Try it: The answer should contain only the lines from the beginning of the entries through the line that holds "Query: sedan windshield", given again exactly, with no pictures.

Natural-language object grounding data
+++
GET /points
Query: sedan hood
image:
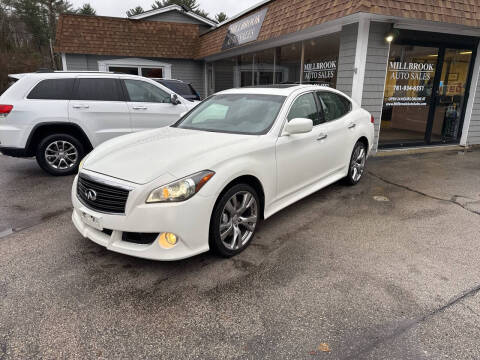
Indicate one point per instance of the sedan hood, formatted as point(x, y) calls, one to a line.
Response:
point(145, 156)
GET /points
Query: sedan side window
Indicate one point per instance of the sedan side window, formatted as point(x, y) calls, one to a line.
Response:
point(141, 91)
point(305, 107)
point(334, 106)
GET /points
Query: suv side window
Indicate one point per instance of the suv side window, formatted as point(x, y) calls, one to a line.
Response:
point(305, 107)
point(97, 90)
point(52, 89)
point(334, 106)
point(141, 91)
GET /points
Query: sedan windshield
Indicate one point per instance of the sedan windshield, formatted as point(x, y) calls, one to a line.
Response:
point(251, 114)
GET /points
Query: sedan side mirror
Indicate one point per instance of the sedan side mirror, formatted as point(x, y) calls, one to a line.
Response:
point(174, 99)
point(299, 126)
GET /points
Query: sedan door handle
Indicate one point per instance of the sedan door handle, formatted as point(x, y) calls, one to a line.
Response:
point(80, 106)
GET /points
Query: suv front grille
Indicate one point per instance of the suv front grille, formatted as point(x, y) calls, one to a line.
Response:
point(101, 196)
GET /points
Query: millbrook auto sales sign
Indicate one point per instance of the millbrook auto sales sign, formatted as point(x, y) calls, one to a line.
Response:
point(324, 70)
point(245, 30)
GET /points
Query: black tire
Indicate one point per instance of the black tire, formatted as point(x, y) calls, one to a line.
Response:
point(353, 178)
point(68, 166)
point(216, 244)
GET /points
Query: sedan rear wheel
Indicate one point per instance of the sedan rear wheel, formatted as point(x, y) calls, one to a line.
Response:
point(357, 163)
point(234, 220)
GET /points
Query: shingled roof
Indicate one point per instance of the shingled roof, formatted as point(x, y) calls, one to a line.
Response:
point(140, 38)
point(289, 16)
point(77, 34)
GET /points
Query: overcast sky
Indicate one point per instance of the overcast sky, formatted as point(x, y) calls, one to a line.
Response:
point(119, 7)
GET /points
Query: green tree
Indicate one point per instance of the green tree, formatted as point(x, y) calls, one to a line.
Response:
point(137, 11)
point(192, 5)
point(221, 17)
point(86, 9)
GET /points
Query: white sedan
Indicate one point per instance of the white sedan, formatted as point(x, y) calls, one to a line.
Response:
point(206, 182)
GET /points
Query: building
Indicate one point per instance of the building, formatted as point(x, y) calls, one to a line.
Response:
point(412, 63)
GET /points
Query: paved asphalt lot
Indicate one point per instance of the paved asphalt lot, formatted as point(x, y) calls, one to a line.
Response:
point(338, 271)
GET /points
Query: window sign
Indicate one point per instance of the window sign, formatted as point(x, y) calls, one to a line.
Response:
point(245, 30)
point(317, 72)
point(409, 82)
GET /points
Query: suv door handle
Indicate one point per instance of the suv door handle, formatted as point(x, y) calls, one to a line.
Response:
point(80, 106)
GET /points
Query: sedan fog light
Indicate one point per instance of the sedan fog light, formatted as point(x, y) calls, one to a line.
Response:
point(167, 240)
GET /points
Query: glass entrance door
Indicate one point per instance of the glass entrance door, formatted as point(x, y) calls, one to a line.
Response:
point(450, 97)
point(425, 95)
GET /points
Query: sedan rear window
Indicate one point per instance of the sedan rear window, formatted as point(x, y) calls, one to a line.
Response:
point(252, 114)
point(52, 89)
+++
Answer box:
GET /points
Query: sedan hood
image:
Indicate one point per instance of the sedan hood, formatted as point(x, y) calls, one to a line.
Response:
point(145, 156)
GET /points
Query: sedan side window
Indicate one point per instance of the sedan side window, formatted as point(x, y) calls, one to a line.
Response:
point(141, 91)
point(305, 107)
point(334, 106)
GET /points
Query: suv side window
Indicate one point per instance of the suv side window, formatted as point(x, y) calls, one to a line.
Response:
point(305, 107)
point(97, 90)
point(52, 89)
point(334, 106)
point(141, 91)
GET /points
Query: sedan windshield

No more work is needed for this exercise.